Work to complete
Quote the data below in full, minus the images.
########
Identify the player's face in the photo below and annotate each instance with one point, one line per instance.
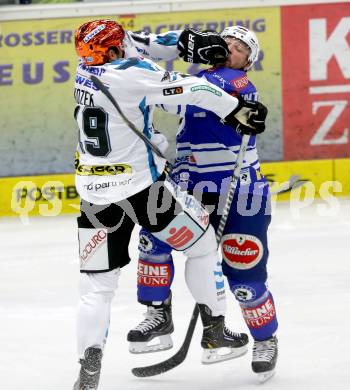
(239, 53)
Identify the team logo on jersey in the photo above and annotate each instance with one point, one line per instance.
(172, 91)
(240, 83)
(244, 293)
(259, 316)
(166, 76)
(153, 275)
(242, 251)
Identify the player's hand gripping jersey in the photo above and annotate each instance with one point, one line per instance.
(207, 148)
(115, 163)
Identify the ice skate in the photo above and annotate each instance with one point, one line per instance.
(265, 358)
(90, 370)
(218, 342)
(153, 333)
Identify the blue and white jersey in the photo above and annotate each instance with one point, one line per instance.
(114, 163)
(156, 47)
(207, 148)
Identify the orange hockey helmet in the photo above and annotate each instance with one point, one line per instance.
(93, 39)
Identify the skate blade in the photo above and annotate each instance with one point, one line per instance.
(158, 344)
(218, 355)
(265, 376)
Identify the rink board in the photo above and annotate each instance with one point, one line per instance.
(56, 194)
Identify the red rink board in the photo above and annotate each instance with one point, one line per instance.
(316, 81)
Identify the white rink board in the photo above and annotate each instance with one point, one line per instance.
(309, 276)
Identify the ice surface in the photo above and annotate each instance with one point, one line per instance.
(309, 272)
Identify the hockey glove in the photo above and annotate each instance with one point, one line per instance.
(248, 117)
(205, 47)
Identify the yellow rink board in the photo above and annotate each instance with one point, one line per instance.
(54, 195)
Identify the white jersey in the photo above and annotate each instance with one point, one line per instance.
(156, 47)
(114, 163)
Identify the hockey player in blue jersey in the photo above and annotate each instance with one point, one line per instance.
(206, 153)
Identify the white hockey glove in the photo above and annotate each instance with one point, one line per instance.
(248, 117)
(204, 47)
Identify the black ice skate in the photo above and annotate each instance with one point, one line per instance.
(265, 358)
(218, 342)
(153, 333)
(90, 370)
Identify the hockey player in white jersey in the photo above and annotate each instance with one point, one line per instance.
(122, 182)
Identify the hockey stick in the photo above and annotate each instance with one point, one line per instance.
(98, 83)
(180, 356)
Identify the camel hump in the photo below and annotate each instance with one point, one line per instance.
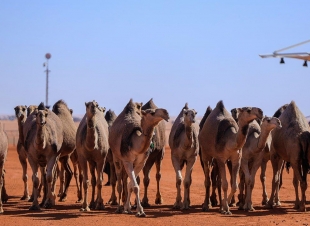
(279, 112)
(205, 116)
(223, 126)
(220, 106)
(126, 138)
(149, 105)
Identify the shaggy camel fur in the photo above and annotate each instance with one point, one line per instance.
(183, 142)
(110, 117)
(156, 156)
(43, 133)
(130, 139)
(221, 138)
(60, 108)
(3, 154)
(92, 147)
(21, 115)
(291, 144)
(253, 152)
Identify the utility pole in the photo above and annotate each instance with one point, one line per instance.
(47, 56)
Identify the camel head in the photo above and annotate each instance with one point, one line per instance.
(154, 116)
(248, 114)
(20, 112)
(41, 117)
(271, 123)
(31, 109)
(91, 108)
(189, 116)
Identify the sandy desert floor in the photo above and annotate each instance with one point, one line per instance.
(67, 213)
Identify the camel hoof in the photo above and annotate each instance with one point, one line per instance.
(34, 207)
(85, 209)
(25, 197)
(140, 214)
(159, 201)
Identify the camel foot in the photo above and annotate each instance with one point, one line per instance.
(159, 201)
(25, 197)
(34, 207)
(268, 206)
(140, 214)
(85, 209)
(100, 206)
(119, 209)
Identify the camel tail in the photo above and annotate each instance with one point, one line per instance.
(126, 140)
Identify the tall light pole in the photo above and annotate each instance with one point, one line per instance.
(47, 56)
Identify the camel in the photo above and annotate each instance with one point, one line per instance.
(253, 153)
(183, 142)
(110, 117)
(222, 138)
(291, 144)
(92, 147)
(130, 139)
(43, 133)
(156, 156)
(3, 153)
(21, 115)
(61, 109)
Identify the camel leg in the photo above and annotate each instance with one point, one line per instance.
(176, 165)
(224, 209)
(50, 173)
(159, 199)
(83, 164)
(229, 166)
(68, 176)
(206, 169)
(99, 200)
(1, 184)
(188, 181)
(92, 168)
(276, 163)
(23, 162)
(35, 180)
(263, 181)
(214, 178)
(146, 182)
########
Worked solution
Identify the player's face in the photo below and annotate each instance with one point, one line per instance.
(239, 53)
Identify the team logo on jersey in the photo above and annotate each instance with one point, one line per instance.
(172, 91)
(240, 83)
(244, 293)
(259, 316)
(166, 76)
(153, 275)
(242, 251)
Identify the player's hand gripping jersey in the photo above and annotate each instance with one point, one line per instance.
(207, 148)
(115, 163)
Identify the ice skate in the photo above and annotate each instance with one point, one line per instance.
(265, 358)
(90, 370)
(218, 342)
(153, 333)
Identify the blue and white jersey in the photo above and annotate each instance with one point, one line per instance.
(114, 163)
(156, 47)
(207, 148)
Identify the orange hockey helmet in the photo above and annotate each instance with one point, one line per instance.
(93, 39)
Identify the skate blade in the photo above and annotate each instance with one point, one line per instance.
(158, 344)
(218, 355)
(265, 376)
Identify the rink board in the photo above and annotate each instance with one point, one line per instance.
(56, 194)
Identify the red rink board in the photo above and annotate each instance with one point, one line per instance.
(316, 81)
Identify the white rink board in the photo above and annotate each instance with one point, one line per instance.
(309, 276)
Identify the ice surface in the photo above and annotate each instance with one point, one line per instance.
(309, 272)
Identify the hockey glove in the photo above and annotate each instance with one point, one line per instance.
(248, 117)
(205, 47)
Identify the yellow rink board in the photo above and annotate each instance with one point, one line per instance.
(54, 195)
Identify the white jersey in the photo above and annotate each instance with one point, one line per instance.
(156, 47)
(114, 163)
Identify the hockey player in blue jersey in the photo above and annotate each instance with one point, one line per instance.
(206, 153)
Identify the white hockey glove in the photo above and annotate each instance with one point, one line per instance.
(248, 117)
(204, 47)
Identify the black ice skate in the photo above and annotate each instance with one point, one line per instance.
(265, 358)
(218, 342)
(153, 333)
(90, 370)
Identify the hockey player in white jersey in the photo above and annotate each instance with one point, one line per instance.
(122, 182)
Identify the hockey stick in the photo above and annotate each instance with one point, one line per instance.
(98, 83)
(180, 356)
Identify the camel hump in the photo below and annotate each instance with one point, one line per instance.
(279, 112)
(205, 116)
(223, 126)
(220, 106)
(126, 138)
(149, 105)
Identify the shaggy camel fur in the photo above and annotate each instance with one point, one line per instance.
(183, 142)
(110, 117)
(156, 156)
(43, 133)
(130, 139)
(221, 138)
(60, 108)
(3, 154)
(92, 147)
(21, 115)
(291, 144)
(253, 152)
Identify the utility pole in the photo above and annotate each instance with one point, one line per instance.
(47, 56)
Identify the camel head in the photo above and annotate each instance with one point, one line per instance.
(154, 116)
(248, 114)
(20, 112)
(41, 117)
(271, 123)
(31, 109)
(91, 108)
(189, 116)
Identify the sandy desert floor in the photo above and annotate each instance with one point, one line per instance.
(67, 213)
Identify the camel hoof in the photo above and annotate each instance with one point, one line per instance.
(34, 207)
(85, 209)
(25, 197)
(140, 214)
(159, 201)
Identify the camel foot in the photo above and annotate each instance with one point, one line per instance.
(159, 201)
(25, 197)
(34, 207)
(268, 206)
(140, 214)
(85, 209)
(100, 206)
(119, 209)
Identify the camel tail in the photo above and annotate each instance with one point, one line per instance.
(126, 140)
Identify the tall light pole in the photo above and annotate each instance with one point, one line per instance.
(47, 56)
Identify the camel in the photo above and annotate each instance with one point, one line per instance.
(253, 153)
(183, 142)
(110, 117)
(222, 138)
(291, 144)
(92, 147)
(130, 139)
(43, 133)
(156, 156)
(3, 153)
(21, 115)
(61, 109)
Identify the camel leg in the photo above and annotate each instance with one point, one line per instance.
(176, 165)
(224, 209)
(50, 173)
(159, 199)
(83, 164)
(229, 166)
(68, 176)
(206, 169)
(99, 200)
(1, 184)
(188, 181)
(92, 168)
(276, 163)
(23, 162)
(35, 180)
(263, 181)
(214, 178)
(146, 182)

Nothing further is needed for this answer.